Only the lines from the one containing "Locate every instance of the tree" through the last line below should be written out, exactly and with both ends kept.

Location annotation dataset excerpts
□ □ □ □ □ □ □
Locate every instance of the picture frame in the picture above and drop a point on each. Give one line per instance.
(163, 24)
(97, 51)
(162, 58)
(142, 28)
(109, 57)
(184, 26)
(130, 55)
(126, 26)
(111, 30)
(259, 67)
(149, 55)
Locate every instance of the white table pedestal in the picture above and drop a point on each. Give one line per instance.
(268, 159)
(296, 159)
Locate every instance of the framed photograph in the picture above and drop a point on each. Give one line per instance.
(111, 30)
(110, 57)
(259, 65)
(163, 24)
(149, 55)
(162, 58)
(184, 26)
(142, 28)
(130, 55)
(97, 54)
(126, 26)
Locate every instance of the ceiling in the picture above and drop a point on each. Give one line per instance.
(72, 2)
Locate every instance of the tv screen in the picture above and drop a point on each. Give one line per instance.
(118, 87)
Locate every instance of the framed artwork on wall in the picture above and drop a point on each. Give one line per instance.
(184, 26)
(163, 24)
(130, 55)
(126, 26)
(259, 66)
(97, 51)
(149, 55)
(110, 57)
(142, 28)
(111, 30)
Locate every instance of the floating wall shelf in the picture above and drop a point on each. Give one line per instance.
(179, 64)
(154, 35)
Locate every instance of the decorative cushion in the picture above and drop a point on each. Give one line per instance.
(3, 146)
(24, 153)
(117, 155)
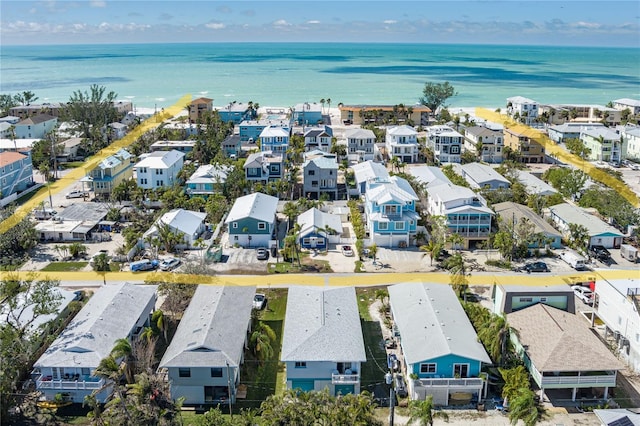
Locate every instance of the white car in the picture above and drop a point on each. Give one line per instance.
(583, 293)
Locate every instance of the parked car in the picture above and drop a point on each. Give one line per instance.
(259, 301)
(347, 251)
(170, 264)
(536, 267)
(583, 293)
(262, 253)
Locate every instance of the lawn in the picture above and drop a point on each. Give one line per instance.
(64, 266)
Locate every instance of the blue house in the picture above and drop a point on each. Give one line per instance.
(390, 206)
(438, 343)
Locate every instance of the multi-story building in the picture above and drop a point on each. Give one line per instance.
(402, 143)
(445, 143)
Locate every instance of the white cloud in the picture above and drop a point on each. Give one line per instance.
(215, 25)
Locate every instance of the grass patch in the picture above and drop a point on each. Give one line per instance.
(64, 266)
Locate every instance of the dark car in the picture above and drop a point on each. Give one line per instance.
(536, 267)
(262, 253)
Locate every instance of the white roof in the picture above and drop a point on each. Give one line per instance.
(322, 324)
(110, 314)
(160, 159)
(432, 323)
(258, 206)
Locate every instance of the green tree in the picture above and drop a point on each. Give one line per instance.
(423, 413)
(436, 94)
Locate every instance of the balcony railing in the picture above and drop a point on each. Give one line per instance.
(345, 379)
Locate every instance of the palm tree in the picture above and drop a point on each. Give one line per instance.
(423, 413)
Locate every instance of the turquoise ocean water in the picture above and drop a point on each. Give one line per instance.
(284, 74)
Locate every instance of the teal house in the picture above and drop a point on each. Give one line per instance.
(252, 221)
(439, 345)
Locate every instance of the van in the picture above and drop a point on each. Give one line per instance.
(629, 252)
(143, 265)
(576, 261)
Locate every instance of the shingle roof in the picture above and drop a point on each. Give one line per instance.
(258, 206)
(432, 323)
(322, 324)
(560, 341)
(110, 314)
(213, 328)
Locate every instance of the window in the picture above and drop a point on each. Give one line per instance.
(429, 368)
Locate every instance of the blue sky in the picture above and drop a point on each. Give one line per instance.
(569, 22)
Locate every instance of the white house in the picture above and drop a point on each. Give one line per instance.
(322, 343)
(205, 355)
(402, 142)
(617, 303)
(114, 312)
(180, 221)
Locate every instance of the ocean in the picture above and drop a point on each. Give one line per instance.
(285, 74)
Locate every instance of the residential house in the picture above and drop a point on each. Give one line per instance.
(526, 147)
(598, 231)
(605, 144)
(322, 343)
(390, 209)
(490, 137)
(109, 173)
(159, 169)
(274, 139)
(632, 105)
(184, 146)
(516, 213)
(533, 184)
(236, 112)
(203, 361)
(252, 220)
(361, 145)
(366, 114)
(264, 167)
(207, 180)
(562, 353)
(617, 304)
(250, 130)
(522, 109)
(306, 114)
(445, 143)
(631, 136)
(318, 138)
(189, 224)
(318, 229)
(35, 127)
(560, 133)
(402, 142)
(366, 171)
(66, 368)
(465, 212)
(198, 108)
(438, 342)
(16, 173)
(512, 298)
(320, 175)
(482, 176)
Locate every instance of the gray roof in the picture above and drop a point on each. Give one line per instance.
(109, 315)
(322, 324)
(570, 214)
(560, 341)
(213, 329)
(509, 210)
(432, 323)
(258, 206)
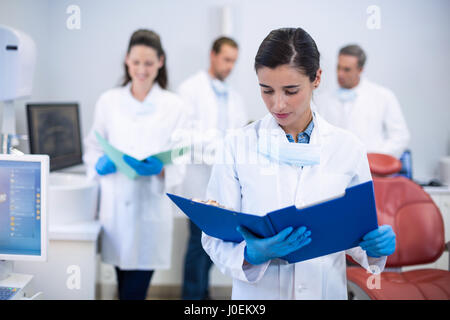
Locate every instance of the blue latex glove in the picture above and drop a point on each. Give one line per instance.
(379, 242)
(146, 167)
(105, 166)
(259, 250)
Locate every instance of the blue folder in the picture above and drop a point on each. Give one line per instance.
(336, 225)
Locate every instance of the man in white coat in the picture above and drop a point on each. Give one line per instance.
(214, 107)
(369, 110)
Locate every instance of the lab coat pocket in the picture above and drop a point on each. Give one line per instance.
(334, 184)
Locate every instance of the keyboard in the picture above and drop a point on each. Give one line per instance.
(7, 293)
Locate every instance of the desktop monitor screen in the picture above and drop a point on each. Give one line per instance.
(23, 207)
(54, 129)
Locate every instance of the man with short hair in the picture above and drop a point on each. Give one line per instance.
(215, 108)
(369, 110)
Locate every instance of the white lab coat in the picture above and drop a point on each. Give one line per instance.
(203, 107)
(257, 189)
(375, 117)
(136, 214)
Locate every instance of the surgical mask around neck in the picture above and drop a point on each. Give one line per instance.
(297, 154)
(220, 87)
(346, 95)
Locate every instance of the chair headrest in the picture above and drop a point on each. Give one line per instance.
(383, 164)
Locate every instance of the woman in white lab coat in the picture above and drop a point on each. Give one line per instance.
(138, 119)
(309, 161)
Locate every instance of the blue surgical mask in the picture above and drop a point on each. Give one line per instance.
(220, 87)
(297, 154)
(346, 95)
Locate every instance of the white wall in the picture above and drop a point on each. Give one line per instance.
(409, 54)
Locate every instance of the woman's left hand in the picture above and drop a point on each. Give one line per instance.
(379, 242)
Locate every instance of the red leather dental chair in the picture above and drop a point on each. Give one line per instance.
(419, 229)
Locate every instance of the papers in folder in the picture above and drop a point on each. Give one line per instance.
(116, 156)
(336, 225)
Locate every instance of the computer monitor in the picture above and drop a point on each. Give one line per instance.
(23, 207)
(54, 129)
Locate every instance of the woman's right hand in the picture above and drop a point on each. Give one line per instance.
(260, 250)
(105, 166)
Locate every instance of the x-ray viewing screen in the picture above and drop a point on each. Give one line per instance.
(54, 130)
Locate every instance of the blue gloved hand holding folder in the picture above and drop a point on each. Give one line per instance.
(259, 250)
(105, 165)
(379, 242)
(146, 167)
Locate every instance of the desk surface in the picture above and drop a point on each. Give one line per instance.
(83, 231)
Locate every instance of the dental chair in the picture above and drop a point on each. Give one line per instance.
(419, 229)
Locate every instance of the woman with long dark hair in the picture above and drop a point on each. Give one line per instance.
(137, 118)
(304, 160)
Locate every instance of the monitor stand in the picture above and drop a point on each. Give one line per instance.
(6, 269)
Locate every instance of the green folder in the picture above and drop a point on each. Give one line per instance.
(166, 157)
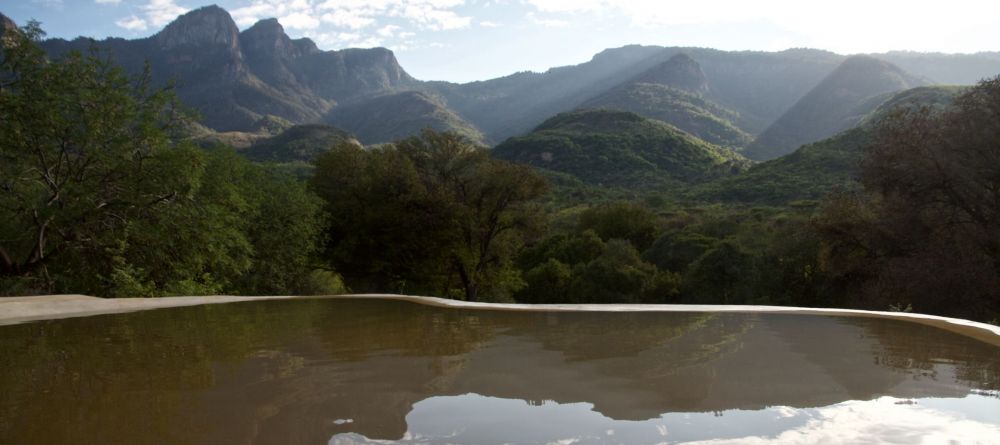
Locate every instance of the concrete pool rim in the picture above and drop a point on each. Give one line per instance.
(15, 310)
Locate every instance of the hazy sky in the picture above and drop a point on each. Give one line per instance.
(464, 40)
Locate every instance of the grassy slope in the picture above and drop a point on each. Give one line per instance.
(620, 149)
(686, 111)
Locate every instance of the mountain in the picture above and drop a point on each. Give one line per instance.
(301, 143)
(618, 148)
(838, 103)
(758, 86)
(680, 72)
(816, 169)
(673, 92)
(947, 69)
(236, 78)
(395, 116)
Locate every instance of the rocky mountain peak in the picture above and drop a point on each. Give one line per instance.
(210, 25)
(268, 37)
(680, 71)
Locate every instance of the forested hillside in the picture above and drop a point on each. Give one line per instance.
(110, 185)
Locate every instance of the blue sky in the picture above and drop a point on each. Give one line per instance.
(466, 40)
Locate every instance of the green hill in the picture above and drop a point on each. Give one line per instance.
(814, 170)
(686, 111)
(396, 116)
(300, 143)
(620, 149)
(838, 103)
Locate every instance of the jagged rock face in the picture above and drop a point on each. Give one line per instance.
(352, 73)
(201, 44)
(268, 38)
(681, 72)
(210, 25)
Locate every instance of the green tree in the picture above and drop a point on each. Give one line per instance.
(78, 141)
(431, 213)
(622, 220)
(926, 228)
(95, 196)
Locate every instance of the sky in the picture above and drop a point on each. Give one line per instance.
(468, 40)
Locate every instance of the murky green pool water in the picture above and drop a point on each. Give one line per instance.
(371, 371)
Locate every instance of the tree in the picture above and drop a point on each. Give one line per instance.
(927, 225)
(622, 220)
(78, 141)
(97, 197)
(432, 213)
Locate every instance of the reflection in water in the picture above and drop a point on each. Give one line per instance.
(303, 372)
(459, 419)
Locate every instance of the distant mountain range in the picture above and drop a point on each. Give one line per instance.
(249, 85)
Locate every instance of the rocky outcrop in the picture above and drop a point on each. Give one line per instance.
(680, 71)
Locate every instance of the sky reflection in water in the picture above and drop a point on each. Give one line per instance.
(350, 371)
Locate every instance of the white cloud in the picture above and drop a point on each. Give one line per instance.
(546, 22)
(845, 26)
(132, 23)
(348, 19)
(56, 5)
(299, 20)
(161, 12)
(388, 30)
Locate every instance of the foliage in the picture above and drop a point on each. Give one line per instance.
(924, 232)
(96, 198)
(428, 214)
(686, 111)
(300, 143)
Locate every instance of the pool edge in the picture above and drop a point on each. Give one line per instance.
(16, 310)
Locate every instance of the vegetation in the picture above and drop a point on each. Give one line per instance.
(620, 149)
(429, 214)
(102, 192)
(838, 103)
(395, 116)
(95, 198)
(300, 143)
(923, 231)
□ □ □ □ □ □ □
__Full output__
Locate every instance of the tree in the picture above and drop a point on each. Give one line per instance.
(927, 225)
(622, 220)
(78, 141)
(97, 197)
(432, 213)
Locate every instance of the reflection in water in the picture above and drop a point on each. Give one line per instance.
(303, 372)
(459, 419)
Locate every instance of the distant mountain range in the picture above and drop a point on each. Give one line per instance.
(249, 85)
Locate every instance of the rocky outcrop in the picture above and drop a point on each. Give one line per instance.
(680, 71)
Locate every instance of the sky reflection in water in the picture above and drop a point on each. Give one line per instance.
(350, 371)
Locate every instance of the white cloud in the picture above and drop a point on each. Give one line per instance.
(546, 22)
(845, 26)
(132, 23)
(348, 19)
(56, 5)
(299, 20)
(161, 12)
(388, 30)
Locate every instance of the foliage in the picture above and drop a point on each. Give one line per instance.
(924, 232)
(96, 198)
(428, 214)
(686, 111)
(300, 143)
Locate every instance of the pool edge in the picture above and drop a point on each. Give one line per instance.
(16, 310)
Locate every instance of the vegetation in the picture above and drop a point on each. Give one line per instance.
(620, 149)
(429, 214)
(102, 192)
(838, 103)
(395, 116)
(95, 198)
(300, 143)
(923, 231)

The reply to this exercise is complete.